◆ **Reading passage**:
---+---

We allow each bidder to trade off value and spend via λ_i ∈ [0, 1], ranging from pure value maximization (λ_i = 0) to quasilinear utility (λ_i = 1). In practice, such mixed objectives arise because some advertisers optimize value subject to tight budgets (small λ_i), while others treat spend as intrinsically costly (large λ_i) or incorporate additional penalties (e.g., risk or variance terms) that are approximately linear in spend at the margin.

Formally, the key observation is that λ_i enters only through the Lagrangian surrogate. Writing the per-round Lagrangian payoff as
$$ \widehat{u}_{i,t}(b_{i,t},\mathbf{b}_{-i,t};\mu_i,\nu_i) = (1+\nu_i)V_{i,t} \;-\; (\lambda_i+\mu_i+\tau_i\nu_i)p_{i,t} \;+\; \mu_i\frac{B_i}{T}, $$
we see that the learning problem remains a no-regret (or dynamic-regret) problem on a sequence of linear payoffs in (V_i, t, p_i, t) with bidder-specific coefficients. In particular, the induced ``effective value’’ scaling
$$ \widetilde v_{i,t} \;:=\; \frac{1+\nu_i}{\lambda_i+\mu_i+\tau_i\nu_i}\,v_{i,t} $$
continues to summarize incentives, so any smoothness proof that is stated in terms of values can be re-used by substituting ṽ_i, t. This makes mixed objectives essentially free in our framework: heterogeneity in λ_i affects the constants through bidder-specific Lipschitz bounds (how much utility changes when payments move) but not the structure of the welfare guarantee.

Two extensions sometimes requested in applications are also compatible. First, advertisers may change λ_i over time (e.g., during promotions). If λ_i, t varies with bounded variation, it can be folded into the drift term by treating the effective values ṽ_i, t as the primitive sequence whose variation drives the comparator path length. Second, one can incorporate a platform objective that is itself a convex combination of welfare and revenue by modifying the benchmark (and, correspondingly, the deviation mapping in (H1)); the same learning reduction applies so long as the benchmark is the one certified by the constrained-smoothness inequality.

Return-on-spend constraints appear in several operational forms, not all identical to the cumulative inequality ∑_tV_i, t ≥ τ_i∑_tp_i, t. We emphasize that our choice is not merely for convenience: the cumulative form is (i) economically interpretable as a long-run ROI target and (ii) analytically compatible with convex dual methods and smoothness reductions.

That said, three common variants can be accommodated.

Often v_i, t is an expectation (e.g., predicted conversion value), while realized value is a random variable Y_i, t observed with delay. If the constraint is intended to hold in expectation, one simply replaces v_i, t by 𝔼[Y_i, t ∣ context], which is already our modeling primitive. If instead the constraint must hold with high probability on realized outcomes, then the dual updates need to incorporate concentration (martingale) bounds; operationally, this leads to ``conservative’’ pacing rules that include a safety buffer, which can be analyzed by adding an extra slack term to the RoS constraint and tracking its contribution to Viol_i(T).

---+---

Point annotation records:
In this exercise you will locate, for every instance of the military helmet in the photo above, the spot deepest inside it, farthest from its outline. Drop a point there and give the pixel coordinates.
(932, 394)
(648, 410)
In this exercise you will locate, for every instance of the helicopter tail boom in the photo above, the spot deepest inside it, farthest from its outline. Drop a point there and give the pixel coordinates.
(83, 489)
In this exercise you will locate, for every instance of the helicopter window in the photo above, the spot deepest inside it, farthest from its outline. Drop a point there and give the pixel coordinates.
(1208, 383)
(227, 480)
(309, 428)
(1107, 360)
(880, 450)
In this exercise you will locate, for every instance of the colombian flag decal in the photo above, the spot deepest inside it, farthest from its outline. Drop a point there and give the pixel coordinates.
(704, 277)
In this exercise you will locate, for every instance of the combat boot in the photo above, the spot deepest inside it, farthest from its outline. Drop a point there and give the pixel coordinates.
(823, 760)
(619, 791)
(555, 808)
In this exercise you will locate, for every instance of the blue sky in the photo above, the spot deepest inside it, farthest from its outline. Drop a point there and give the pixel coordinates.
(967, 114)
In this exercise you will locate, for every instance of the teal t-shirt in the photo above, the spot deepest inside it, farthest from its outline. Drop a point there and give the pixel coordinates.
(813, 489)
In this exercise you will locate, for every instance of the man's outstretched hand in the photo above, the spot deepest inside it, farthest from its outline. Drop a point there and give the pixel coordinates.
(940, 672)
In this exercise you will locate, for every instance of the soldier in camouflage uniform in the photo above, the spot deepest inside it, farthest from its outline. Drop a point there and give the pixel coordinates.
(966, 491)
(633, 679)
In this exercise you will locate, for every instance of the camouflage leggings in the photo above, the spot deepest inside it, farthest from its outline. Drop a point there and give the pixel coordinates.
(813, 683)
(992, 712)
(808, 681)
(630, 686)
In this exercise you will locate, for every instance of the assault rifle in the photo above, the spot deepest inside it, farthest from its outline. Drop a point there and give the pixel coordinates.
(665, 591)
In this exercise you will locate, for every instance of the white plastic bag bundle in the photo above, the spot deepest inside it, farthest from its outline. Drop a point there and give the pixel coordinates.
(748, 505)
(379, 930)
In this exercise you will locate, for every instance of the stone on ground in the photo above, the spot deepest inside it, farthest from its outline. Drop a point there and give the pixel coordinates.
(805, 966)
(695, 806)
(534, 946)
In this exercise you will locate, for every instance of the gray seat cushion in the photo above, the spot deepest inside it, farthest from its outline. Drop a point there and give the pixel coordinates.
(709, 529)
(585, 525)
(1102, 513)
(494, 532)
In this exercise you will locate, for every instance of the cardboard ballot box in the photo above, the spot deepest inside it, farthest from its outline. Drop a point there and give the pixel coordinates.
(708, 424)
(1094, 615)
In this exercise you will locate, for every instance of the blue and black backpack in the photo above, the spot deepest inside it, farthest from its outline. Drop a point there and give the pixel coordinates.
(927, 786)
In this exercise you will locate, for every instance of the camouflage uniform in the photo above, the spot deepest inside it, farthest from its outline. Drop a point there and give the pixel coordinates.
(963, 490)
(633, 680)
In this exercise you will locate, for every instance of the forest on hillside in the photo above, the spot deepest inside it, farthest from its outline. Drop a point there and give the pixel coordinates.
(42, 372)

---+---

◆ **Problems to work on**:
A. Convert the records from the line with "of the cardboard" up to and including the line with "(1094, 615)" into a two-column CSV with the columns "prompt" and "points". Make one row per request: its text goes in one quoted field and its answer goes in another, with any line breaks replaced by spaces.
B. Pick up the passage on advertiser bidding and return-on-spend constraints from the point where it stops.
The passage and the records were taken from unrelated sources.

◆ **Final results**:
A.
prompt,points
"In this exercise you will locate, for every instance of the cardboard ballot box in the photo above, the spot deepest inside it, farthest from its outline. Drop a point there and give the pixel coordinates.","(708, 424) (1094, 615)"

B.
Many systems enforce RoS over rolling windows (e.g., last W auctions or a day). This can be modeled by introducing constraints indexed by window endpoints, yielding multiple dual variables {ν_i, s} that update on different clocks. While the smoothness inequality remains per-round, the learning problem becomes a multi-constraint online optimization problem; standard primal–dual methods still yield sublinear regret, but the constants depend on the number of active windows. A pragmatic compromise is to treat windows as ``soft’’ constraints and penalize violations in the objective; in our notation this simply enlarges the Lagrangian surrogate and increases the Lipschitz term multiplying Viol_i(T).

Some teams phrase RoS as a ratio constraint $\frac{\sum_t V_{i,t}}{\sum_t p_{i,t}}\ge \tau_i$ (with a convention when spend is zero). This is equivalent to our linear form when ∑_tp_i, t > 0 and is therefore already covered; the linear form is preferable because it avoids degeneracy and keeps dual updates well-defined even when spend is small early in the horizon.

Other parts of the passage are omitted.